• [Instruções do exercício]
Reproduza os registros abaixo linha por linha, sem mudar nenhum caractere.

Registros de contorno de formas
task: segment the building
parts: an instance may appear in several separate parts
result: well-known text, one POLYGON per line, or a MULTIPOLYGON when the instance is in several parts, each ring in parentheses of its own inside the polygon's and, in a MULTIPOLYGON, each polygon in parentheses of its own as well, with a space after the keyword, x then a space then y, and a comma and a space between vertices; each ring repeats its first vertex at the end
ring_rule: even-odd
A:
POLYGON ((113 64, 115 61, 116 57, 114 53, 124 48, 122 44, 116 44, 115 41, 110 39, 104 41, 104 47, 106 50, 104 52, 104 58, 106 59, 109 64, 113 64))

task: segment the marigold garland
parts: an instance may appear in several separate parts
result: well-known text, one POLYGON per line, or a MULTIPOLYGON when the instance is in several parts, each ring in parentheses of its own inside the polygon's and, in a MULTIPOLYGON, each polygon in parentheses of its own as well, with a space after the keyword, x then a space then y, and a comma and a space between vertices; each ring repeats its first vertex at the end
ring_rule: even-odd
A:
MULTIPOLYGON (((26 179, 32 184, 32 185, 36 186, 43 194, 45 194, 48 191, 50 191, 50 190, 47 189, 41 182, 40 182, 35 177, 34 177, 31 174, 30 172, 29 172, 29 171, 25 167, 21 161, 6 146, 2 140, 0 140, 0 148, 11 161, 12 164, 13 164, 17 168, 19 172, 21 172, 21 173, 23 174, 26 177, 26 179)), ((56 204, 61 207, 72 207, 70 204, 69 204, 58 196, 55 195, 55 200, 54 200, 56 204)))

• [Resposta]
task: segment the building
parts: an instance may appear in several separate parts
result: well-known text, one POLYGON per line, or a MULTIPOLYGON when the instance is in several parts, each ring in parentheses of its own inside the polygon's and, in a MULTIPOLYGON, each polygon in parentheses of its own as well, with a space after the keyword, x then a space then y, and a comma and a space between vertices; each ring repeats its first vertex at the end
ring_rule: even-odd
A:
POLYGON ((113 64, 115 61, 116 57, 114 53, 124 48, 122 44, 116 44, 115 41, 110 39, 104 41, 104 47, 106 50, 104 52, 104 58, 106 59, 109 64, 113 64))

task: segment the marigold garland
parts: an instance may appear in several separate parts
result: well-known text, one POLYGON per line, or a MULTIPOLYGON when the instance is in several parts, each ring in parentheses of its own inside the polygon's and, in a MULTIPOLYGON, each polygon in parentheses of its own as well, with a space after the keyword, x then a space then y, and a comma and a space between vertices; each ring repeats its first vertex at the end
ring_rule: even-odd
A:
MULTIPOLYGON (((26 179, 32 184, 32 185, 36 186, 43 194, 45 194, 48 191, 50 191, 50 190, 47 189, 41 182, 40 182, 35 177, 34 177, 31 174, 30 172, 29 172, 29 171, 25 167, 21 161, 6 146, 2 140, 0 140, 0 148, 11 161, 12 164, 13 164, 17 168, 19 172, 21 172, 21 173, 23 174, 26 177, 26 179)), ((56 204, 61 207, 72 207, 70 204, 69 204, 58 196, 55 195, 55 200, 54 200, 56 204)))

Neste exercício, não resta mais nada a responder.